*Task brief*. Without the pictures, can you quote each line below exactly?

Start of Material for this exercise

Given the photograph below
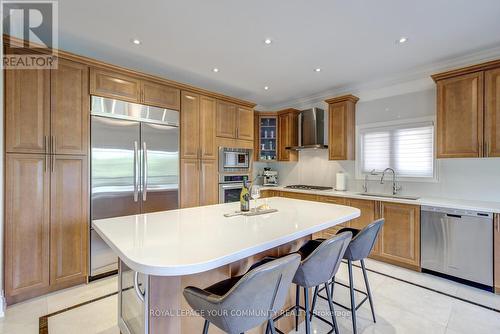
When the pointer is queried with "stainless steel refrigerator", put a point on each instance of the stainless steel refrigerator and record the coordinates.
(134, 167)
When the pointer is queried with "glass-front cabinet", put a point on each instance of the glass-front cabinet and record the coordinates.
(268, 144)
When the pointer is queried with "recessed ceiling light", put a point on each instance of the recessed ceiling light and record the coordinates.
(402, 40)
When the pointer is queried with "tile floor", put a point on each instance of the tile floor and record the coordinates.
(400, 307)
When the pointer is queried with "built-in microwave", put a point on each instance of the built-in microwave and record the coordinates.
(234, 159)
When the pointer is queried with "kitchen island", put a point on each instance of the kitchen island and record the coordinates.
(161, 253)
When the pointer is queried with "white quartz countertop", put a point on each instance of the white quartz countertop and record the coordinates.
(194, 240)
(461, 204)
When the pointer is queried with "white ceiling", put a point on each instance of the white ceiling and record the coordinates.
(353, 41)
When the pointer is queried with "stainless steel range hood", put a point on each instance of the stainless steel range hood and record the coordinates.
(311, 130)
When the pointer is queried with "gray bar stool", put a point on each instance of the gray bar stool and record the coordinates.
(359, 248)
(241, 303)
(320, 262)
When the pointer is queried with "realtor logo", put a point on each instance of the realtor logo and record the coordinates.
(32, 26)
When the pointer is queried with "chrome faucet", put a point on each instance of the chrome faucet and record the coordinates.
(365, 184)
(395, 186)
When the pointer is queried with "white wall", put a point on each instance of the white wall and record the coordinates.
(477, 179)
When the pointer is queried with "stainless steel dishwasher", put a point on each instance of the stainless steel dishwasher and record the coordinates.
(458, 243)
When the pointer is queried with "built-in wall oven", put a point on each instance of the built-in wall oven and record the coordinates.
(234, 166)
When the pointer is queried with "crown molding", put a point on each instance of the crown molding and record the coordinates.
(414, 80)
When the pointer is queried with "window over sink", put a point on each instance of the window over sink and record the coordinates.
(406, 146)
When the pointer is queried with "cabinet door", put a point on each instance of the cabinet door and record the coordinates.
(496, 247)
(400, 236)
(190, 182)
(226, 119)
(492, 113)
(245, 123)
(190, 126)
(158, 95)
(287, 136)
(460, 116)
(26, 224)
(209, 187)
(208, 146)
(114, 85)
(368, 215)
(70, 108)
(69, 220)
(341, 127)
(27, 110)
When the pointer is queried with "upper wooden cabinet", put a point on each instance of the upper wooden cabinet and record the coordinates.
(460, 116)
(245, 123)
(27, 111)
(120, 86)
(468, 110)
(48, 111)
(287, 134)
(70, 108)
(156, 94)
(492, 113)
(198, 124)
(234, 121)
(342, 127)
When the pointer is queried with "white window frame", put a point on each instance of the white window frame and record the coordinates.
(360, 175)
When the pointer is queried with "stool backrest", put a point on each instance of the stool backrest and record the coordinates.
(362, 244)
(260, 291)
(322, 264)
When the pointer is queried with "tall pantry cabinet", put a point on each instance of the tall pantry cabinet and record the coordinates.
(46, 179)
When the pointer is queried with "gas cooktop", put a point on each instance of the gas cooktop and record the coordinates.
(307, 187)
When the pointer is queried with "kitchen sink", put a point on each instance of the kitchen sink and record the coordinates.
(413, 198)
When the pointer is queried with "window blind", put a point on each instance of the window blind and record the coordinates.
(408, 149)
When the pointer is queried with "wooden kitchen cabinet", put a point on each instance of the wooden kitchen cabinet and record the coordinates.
(69, 227)
(226, 119)
(492, 113)
(190, 183)
(27, 111)
(245, 123)
(190, 126)
(287, 135)
(115, 85)
(70, 108)
(460, 116)
(342, 127)
(400, 235)
(496, 255)
(159, 95)
(234, 121)
(27, 225)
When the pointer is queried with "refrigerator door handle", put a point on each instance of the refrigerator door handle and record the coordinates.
(145, 172)
(136, 172)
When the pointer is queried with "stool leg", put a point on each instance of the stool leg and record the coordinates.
(297, 303)
(315, 297)
(271, 326)
(353, 303)
(368, 289)
(306, 303)
(205, 327)
(332, 311)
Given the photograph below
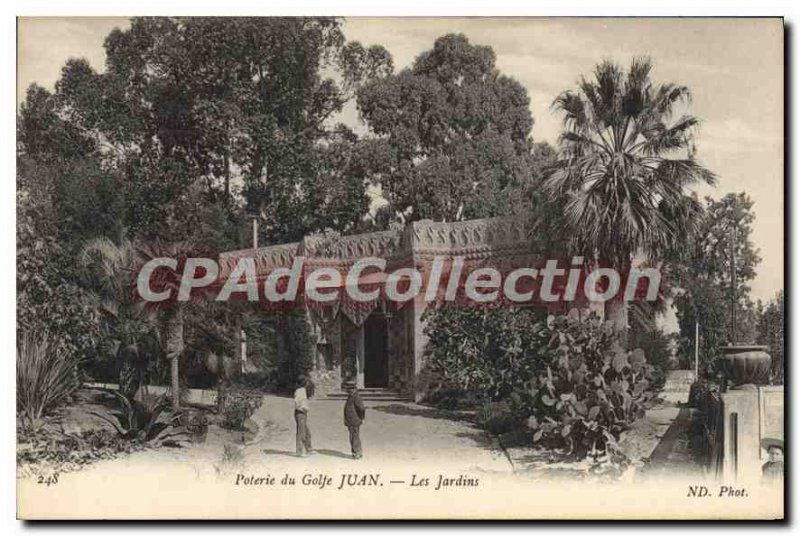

End of Material for this exercise

*Solution for this problem*.
Given the photograph below
When the pointer is queried with "stainless steel refrigerator", put a point on each instance of the stainless steel refrigerator and record the coordinates.
(134, 167)
When the pointer is queried with "glass-front cabinet", put a point on each instance of the glass-front cabinet and record the coordinates.
(268, 144)
When the pointer is queried with "recessed ceiling light", put a point on each instance of the recessed ceiling light and record the coordinates.
(402, 40)
When the pointer is queried with "tile floor", put a point on each instance of the tile floor and record the coordinates.
(400, 307)
When the pointer is queried with "built-in microwave", put a point on each instance of the built-in microwave and record the coordinates.
(234, 159)
When the pointer is queried with "kitchen island", put a point on each instance of the kitchen island and record the coordinates.
(161, 253)
When the pointer is queried with "white quartz countertop", put a point on each instance of the white quartz countertop and record the coordinates.
(194, 240)
(461, 204)
When the pointer is queried with "white ceiling", put a point on each instance of the white ceiling and record the coordinates.
(353, 41)
When the pointer is queried with "stainless steel range hood", put a point on each instance of the stainless steel range hood and record the coordinates.
(311, 130)
When the pointer is queried with "gray bar stool", put a point on each instance of the gray bar stool and record the coordinates.
(359, 248)
(241, 303)
(320, 262)
When the pointer is queried with "realtor logo", put a point on each instance of the realtor logo and record the coordinates.
(32, 26)
When the pointer is queried with "chrome faucet", put a point on each instance of the chrome faucet and record the coordinates.
(365, 184)
(395, 186)
When the pointer is queried with "white wall", put a point on each instance of the white wall and record the coordinates.
(477, 179)
When the pointer is queried with "stainless steel dishwasher", put a point on each instance of the stainless steel dishwasher and record the coordinates.
(458, 243)
When the pointer is queried with "built-in wall oven", put a point on each instance of the built-in wall oven and record the coordinates.
(234, 166)
When the pointer is queried with "crown molding", put a point on each instance of the crown molding and record the coordinates.
(414, 80)
When the pointer is queried with "window over sink", put a point on each instance of the window over sink and record the coordinates.
(406, 146)
When the pointer is queried with "cabinet door", put a point on each instance of the cabinet door and record the coordinates.
(496, 247)
(400, 236)
(190, 182)
(226, 119)
(492, 113)
(245, 123)
(190, 126)
(158, 95)
(287, 136)
(460, 116)
(26, 224)
(209, 187)
(208, 146)
(114, 85)
(368, 215)
(70, 108)
(69, 220)
(341, 127)
(27, 110)
When the pointer is queried with "upper wooden cabinet", put a point on each instance of the upper wooden cabinet and record the coordinates.
(460, 116)
(245, 123)
(27, 111)
(120, 86)
(468, 110)
(48, 111)
(287, 134)
(70, 108)
(156, 94)
(492, 113)
(198, 124)
(234, 121)
(342, 127)
When the pointer is queried with "white window frame", put a point on each instance of the white window frame and record the coordinates.
(360, 175)
When the pointer is queried with "stool backrest", put a point on each instance of the stool backrest and record the coordinates.
(362, 244)
(260, 291)
(322, 264)
When the pointer is queried with "tall pantry cabinet", put a point on each instance of the tall pantry cabinet and record the coordinates.
(46, 179)
When the pointer is queried with "gas cooktop", put a point on each instance of the gas cooktop and record the coordinates.
(307, 187)
When the pointer is queried with "kitchen sink", put a point on each instance of the kitchen sink and record the coordinates.
(413, 198)
When the pointer is queried with "window blind", put a point on each instance of the window blind and record the coordinates.
(408, 149)
When the pointer is queried with "wooden kitchen cabinet", put a point on each instance of the wooden kitchen cabinet and record the coordinates.
(69, 227)
(226, 119)
(492, 113)
(190, 183)
(27, 111)
(245, 123)
(190, 126)
(287, 135)
(115, 85)
(70, 108)
(460, 116)
(342, 127)
(400, 235)
(496, 255)
(159, 95)
(234, 121)
(27, 225)
When the pointer is queried with "refrigerator door handle", put a point on each instance of the refrigerator door handle and record the coordinates.
(145, 172)
(136, 172)
When the pointer is queried with "stool leg", put a point on each instance of the stool leg and record the coordinates.
(297, 303)
(315, 297)
(271, 326)
(353, 303)
(368, 289)
(306, 303)
(205, 327)
(332, 311)
Given the photograph below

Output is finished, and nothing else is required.